Entries shown

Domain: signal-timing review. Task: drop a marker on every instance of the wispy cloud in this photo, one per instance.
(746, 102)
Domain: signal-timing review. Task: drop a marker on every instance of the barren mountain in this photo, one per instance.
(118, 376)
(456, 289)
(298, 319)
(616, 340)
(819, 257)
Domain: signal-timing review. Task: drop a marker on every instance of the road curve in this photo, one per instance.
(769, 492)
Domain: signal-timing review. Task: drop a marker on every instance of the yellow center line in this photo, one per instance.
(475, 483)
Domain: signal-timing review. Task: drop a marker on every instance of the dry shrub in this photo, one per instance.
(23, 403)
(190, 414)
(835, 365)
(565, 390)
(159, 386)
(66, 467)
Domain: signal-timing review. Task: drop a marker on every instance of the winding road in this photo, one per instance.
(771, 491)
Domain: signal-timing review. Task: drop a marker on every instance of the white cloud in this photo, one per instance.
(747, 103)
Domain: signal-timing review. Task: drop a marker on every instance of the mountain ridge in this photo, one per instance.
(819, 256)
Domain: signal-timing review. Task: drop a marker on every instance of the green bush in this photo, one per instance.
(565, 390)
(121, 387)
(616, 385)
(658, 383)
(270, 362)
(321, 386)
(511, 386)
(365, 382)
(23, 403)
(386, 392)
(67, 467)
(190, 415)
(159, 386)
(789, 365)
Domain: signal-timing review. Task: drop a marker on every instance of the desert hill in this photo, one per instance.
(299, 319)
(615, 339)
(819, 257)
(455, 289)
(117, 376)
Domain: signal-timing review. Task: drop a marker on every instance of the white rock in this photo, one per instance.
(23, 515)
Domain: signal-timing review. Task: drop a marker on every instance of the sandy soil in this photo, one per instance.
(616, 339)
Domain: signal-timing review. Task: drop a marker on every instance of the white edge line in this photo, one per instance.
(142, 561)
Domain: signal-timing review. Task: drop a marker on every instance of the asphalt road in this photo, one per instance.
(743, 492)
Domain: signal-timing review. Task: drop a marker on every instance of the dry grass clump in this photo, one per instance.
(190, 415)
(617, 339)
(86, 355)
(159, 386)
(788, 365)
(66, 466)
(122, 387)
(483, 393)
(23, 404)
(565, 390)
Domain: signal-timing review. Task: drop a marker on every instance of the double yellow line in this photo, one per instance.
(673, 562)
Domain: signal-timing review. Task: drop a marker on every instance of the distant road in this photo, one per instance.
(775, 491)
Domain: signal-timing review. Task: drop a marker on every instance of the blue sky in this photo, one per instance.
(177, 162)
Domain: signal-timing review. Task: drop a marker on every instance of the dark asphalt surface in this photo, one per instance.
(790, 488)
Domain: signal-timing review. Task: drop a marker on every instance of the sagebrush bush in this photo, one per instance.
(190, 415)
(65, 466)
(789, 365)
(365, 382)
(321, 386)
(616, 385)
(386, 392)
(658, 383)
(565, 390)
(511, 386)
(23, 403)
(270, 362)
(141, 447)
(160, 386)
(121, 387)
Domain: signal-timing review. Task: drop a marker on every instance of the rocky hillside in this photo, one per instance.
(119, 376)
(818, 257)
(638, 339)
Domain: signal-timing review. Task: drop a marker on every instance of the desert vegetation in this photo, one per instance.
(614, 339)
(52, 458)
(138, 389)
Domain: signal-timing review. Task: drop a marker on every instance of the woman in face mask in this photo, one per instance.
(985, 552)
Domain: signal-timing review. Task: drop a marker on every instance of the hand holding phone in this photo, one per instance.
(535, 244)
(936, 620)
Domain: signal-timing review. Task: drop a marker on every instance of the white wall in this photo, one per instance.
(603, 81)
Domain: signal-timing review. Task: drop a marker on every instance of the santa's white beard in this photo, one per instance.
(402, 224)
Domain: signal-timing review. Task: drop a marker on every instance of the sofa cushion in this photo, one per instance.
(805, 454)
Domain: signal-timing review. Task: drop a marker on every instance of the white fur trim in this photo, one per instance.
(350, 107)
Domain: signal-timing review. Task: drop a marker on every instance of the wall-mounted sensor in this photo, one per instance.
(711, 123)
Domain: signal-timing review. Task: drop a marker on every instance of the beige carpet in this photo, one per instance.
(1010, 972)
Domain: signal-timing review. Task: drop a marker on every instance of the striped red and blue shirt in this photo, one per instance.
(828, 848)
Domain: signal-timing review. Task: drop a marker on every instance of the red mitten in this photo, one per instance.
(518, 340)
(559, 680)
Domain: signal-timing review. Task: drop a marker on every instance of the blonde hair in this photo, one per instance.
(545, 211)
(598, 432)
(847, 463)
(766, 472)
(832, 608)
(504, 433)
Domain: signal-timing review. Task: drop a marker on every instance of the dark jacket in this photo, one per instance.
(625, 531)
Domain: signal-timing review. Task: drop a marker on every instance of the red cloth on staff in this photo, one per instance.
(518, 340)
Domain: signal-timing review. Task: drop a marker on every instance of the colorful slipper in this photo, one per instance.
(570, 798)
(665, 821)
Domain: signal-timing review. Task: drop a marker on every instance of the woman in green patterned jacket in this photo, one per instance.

Directions
Extract every one of the lines above and reproduce each without any change.

Correct response
Domain: signal-timing review. Task: drop a marker on every instance of the wispy cloud in this photo, one per instance.
(746, 102)
Domain: signal-timing review. Task: drop a marker on every instance of the barren mountain in this photo, one per instance.
(118, 376)
(456, 289)
(298, 319)
(616, 340)
(819, 257)
Domain: signal-timing review. Task: drop a marker on every instance of the road curve in this photo, one per instance.
(769, 492)
Domain: signal-timing review. Task: drop a marker on every instance of the yellow center line in this photo, one per instance.
(475, 483)
Domain: signal-timing review. Task: drop a marker on every instance of the dry shrub in this photo, one per instance.
(23, 403)
(190, 414)
(835, 365)
(565, 390)
(159, 386)
(66, 467)
Domain: signal-timing review. Task: drop a marker on every instance of the winding road in this photo, one per instance.
(771, 491)
Domain: signal-timing review. Task: drop a marker on every instance of the white cloud in this photo, one per instance.
(747, 103)
Domain: signal-timing review. Task: drop a marker on every instance of the mountain ridge in this photo, one per instance.
(819, 256)
Domain: signal-timing review. Task: drop a marker on every instance of the green bush in this photo, one per instance.
(565, 390)
(121, 387)
(616, 385)
(658, 383)
(270, 362)
(321, 386)
(511, 386)
(365, 382)
(23, 403)
(386, 392)
(67, 467)
(190, 415)
(159, 386)
(789, 365)
Domain: signal-timing review. Task: drop a marker on every instance of the desert hill in this photo, one per instance.
(299, 319)
(615, 339)
(819, 257)
(455, 289)
(117, 376)
Domain: signal-timing review. Task: drop a marker on every instance of the white rock in this photo, one per instance.
(23, 515)
Domain: signal-timing review. Task: drop a marker on every instance of the sandy soil in this photo, one per instance.
(616, 339)
Domain: signal-timing review. Task: drop a marker on every instance of the white edge line in this photo, one per instance.
(142, 561)
Domain: signal-timing review. Task: drop a marker on every instance of the asphalt road in this photo, one per instance.
(743, 492)
Domain: signal-timing review. Task: drop a marker on every instance of the dry grass clump in this photo, one per instance.
(190, 415)
(617, 339)
(86, 355)
(159, 386)
(788, 365)
(66, 466)
(122, 387)
(483, 393)
(23, 404)
(565, 390)
Domain: signal-timing review. Task: drop a marker on every instance of the double yellow line in this photo, one per instance.
(673, 562)
Domain: signal-timing review. Task: drop a marker on every instance of the distant road in this photo, one per instance.
(775, 491)
Domain: signal-timing review. Task: drop a marker on every instance of the blue sky in this photo, one per instance.
(177, 162)
Domain: signal-timing review. Task: drop a marker on every instance of the dark asphalt surface in this photo, one per instance.
(790, 488)
Domain: signal-timing review. Task: drop a marker on every instance of the sagebrush bush in this photo, one per instance.
(190, 415)
(65, 466)
(789, 365)
(365, 382)
(321, 386)
(616, 385)
(386, 392)
(658, 383)
(565, 390)
(511, 386)
(23, 403)
(270, 362)
(141, 447)
(160, 386)
(121, 387)
Domain: signal-timing review. Task: drop a marker on every instance of the rocky hillside in this photo, one per instance.
(119, 376)
(818, 257)
(638, 339)
Domain: signal-timing review. Task: drop a marker on every instance of the desert vegetation in this photo, one per instance.
(614, 339)
(52, 458)
(138, 389)
Domain: signal-timing review. Task: drop a marker on every instance of the woman in face mask in this photo, one per instance.
(985, 552)
Domain: signal-timing review. Task: drop a marker on every instance of the hand holding phone in this photo, one per instance.
(535, 244)
(936, 620)
Domain: signal-timing review. Task: drop a marker on every instance of the white wall in this photo, one per instance.
(603, 81)
Domain: signal-timing review. Task: drop a marker on every instance of the santa's white beard in this photo, one per instance.
(402, 224)
Domain: signal-timing review. Task: drop a marker on every instance of the sofa cushion in this photo, one per instance.
(805, 454)
Domain: signal-timing review. Task: drop a marker on every instance of the white fur trim in this photo, one per instance.
(350, 107)
Domain: signal-timing review. Task: drop a marker on every instance of the wall-mounted sensor in this photo, one per instance.
(711, 123)
Domain: signal-timing review. Task: drop a marker on every instance of the beige carpet in this photo, one per instance.
(1010, 972)
Domain: signal-timing review. Task: drop a marker on every instance of the striped red and blue shirt in this photo, one per instance.
(828, 848)
Domain: signal-timing review. Task: drop a marker on every instance of the red mitten in this photo, one per instance.
(518, 340)
(559, 680)
Domain: signal-timing review. Task: drop a marker on every instance of the blonde hair in this photo, one per instance.
(545, 211)
(598, 432)
(847, 463)
(766, 472)
(832, 608)
(504, 433)
Domain: signal-timing review. Task: drop a marker on every instance of the dark jacket in this photo, one per instance.
(625, 531)
Domain: signal-timing review. Task: drop a marker on every instance of the red cloth on staff in this photo, one per instance.
(518, 340)
Domain: signal-timing review. Task: drop a marker on every instance of the colorful slipper in this photo, one per instance.
(570, 798)
(665, 821)
Domain: signal-timing review. Task: drop a marker on every instance of the woman in green patterned jacket in this photo, one per instance.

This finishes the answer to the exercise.